• [WORK TO BE COMPLETED]: Copy out exactly the lines from the first line of the material below through the line containing "Note to the class: point at the treeline", and nothing beyond them.

• [GIVEN RECORDS]:
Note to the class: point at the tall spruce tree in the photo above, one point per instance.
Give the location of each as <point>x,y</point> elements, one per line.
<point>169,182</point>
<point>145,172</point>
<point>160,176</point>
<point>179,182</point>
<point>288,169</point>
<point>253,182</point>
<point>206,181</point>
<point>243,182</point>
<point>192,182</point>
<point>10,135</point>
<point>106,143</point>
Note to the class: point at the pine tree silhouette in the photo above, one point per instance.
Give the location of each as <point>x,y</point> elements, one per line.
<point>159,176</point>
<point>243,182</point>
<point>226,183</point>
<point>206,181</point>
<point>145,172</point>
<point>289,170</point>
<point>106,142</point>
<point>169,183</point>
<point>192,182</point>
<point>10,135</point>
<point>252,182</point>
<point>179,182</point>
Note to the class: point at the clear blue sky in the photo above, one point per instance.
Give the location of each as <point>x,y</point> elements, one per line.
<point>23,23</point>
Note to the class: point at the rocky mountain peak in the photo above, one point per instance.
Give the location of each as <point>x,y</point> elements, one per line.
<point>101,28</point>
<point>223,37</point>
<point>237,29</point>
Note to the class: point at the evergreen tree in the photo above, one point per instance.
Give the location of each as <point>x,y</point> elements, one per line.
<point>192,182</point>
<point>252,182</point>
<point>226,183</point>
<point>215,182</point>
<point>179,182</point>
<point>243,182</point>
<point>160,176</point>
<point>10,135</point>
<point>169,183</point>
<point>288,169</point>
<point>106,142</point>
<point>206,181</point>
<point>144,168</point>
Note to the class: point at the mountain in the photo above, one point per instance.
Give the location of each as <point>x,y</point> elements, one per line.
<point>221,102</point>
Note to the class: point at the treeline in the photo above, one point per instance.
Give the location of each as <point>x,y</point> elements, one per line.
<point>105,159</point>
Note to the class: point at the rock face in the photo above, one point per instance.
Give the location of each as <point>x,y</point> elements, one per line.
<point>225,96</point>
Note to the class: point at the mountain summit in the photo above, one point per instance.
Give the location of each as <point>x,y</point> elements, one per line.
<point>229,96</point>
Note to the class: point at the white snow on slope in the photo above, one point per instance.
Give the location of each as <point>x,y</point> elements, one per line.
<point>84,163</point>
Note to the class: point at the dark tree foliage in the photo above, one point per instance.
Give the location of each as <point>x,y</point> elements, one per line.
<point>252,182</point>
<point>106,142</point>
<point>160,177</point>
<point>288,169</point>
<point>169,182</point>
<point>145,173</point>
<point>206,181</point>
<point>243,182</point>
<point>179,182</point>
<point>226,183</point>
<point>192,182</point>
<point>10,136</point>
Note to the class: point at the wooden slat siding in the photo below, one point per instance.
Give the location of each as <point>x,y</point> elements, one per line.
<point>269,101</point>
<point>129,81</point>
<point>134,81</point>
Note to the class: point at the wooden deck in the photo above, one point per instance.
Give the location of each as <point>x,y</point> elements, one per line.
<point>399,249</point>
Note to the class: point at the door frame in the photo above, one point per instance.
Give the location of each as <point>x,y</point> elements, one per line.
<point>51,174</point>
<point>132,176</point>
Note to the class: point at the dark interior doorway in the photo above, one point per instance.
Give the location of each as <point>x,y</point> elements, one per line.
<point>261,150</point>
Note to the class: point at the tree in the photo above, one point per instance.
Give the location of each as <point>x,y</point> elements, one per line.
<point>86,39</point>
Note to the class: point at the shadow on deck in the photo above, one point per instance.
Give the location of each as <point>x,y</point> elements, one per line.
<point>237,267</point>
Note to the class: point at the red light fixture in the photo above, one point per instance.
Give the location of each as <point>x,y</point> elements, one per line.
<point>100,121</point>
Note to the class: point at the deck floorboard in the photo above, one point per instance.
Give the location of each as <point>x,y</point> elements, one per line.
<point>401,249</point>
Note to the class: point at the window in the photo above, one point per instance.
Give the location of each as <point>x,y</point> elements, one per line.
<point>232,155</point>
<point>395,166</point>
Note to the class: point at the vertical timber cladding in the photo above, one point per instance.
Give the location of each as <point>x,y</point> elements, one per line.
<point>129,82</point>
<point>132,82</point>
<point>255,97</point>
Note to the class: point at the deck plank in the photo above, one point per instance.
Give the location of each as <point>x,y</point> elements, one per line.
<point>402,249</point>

• [RESULT OF THIS EXERCISE]:
Note to the class: point at the tall spruce tree in the photo above, one point per instance.
Give the location of each as <point>x,y</point> elements, one per line.
<point>169,182</point>
<point>145,172</point>
<point>160,176</point>
<point>179,182</point>
<point>288,169</point>
<point>253,182</point>
<point>206,181</point>
<point>243,182</point>
<point>192,182</point>
<point>10,135</point>
<point>106,143</point>
Note to the class: point at the pine tree silhouette in the photo above, one point per instance.
Give the location of each as <point>x,y</point> elements, one per line.
<point>159,176</point>
<point>243,182</point>
<point>226,183</point>
<point>206,181</point>
<point>145,172</point>
<point>289,170</point>
<point>106,142</point>
<point>169,183</point>
<point>192,182</point>
<point>10,135</point>
<point>252,182</point>
<point>179,182</point>
Note to the class: point at the clear blue sky in the photo above, one point per instance.
Give the location of each as <point>x,y</point> elements, one per line.
<point>23,23</point>
Note to the class: point at the rocky mountain peak in the photo above, one point per instance.
Give the location of each as <point>x,y</point> elements, one per line.
<point>101,28</point>
<point>223,37</point>
<point>237,29</point>
Note to the class: point at the evergreen tree in the photo above, one point per instance.
Give the location of each as <point>x,y</point> elements, one per line.
<point>192,182</point>
<point>252,182</point>
<point>226,183</point>
<point>215,182</point>
<point>179,182</point>
<point>243,182</point>
<point>160,176</point>
<point>10,135</point>
<point>169,183</point>
<point>288,169</point>
<point>106,142</point>
<point>206,181</point>
<point>144,168</point>
Note to the class: point at the mountain in the photo above, one point per instance.
Give the location of each as <point>x,y</point> elements, one per line.
<point>221,102</point>
Note to the class: point at the treeline in the photo above, one point per instance.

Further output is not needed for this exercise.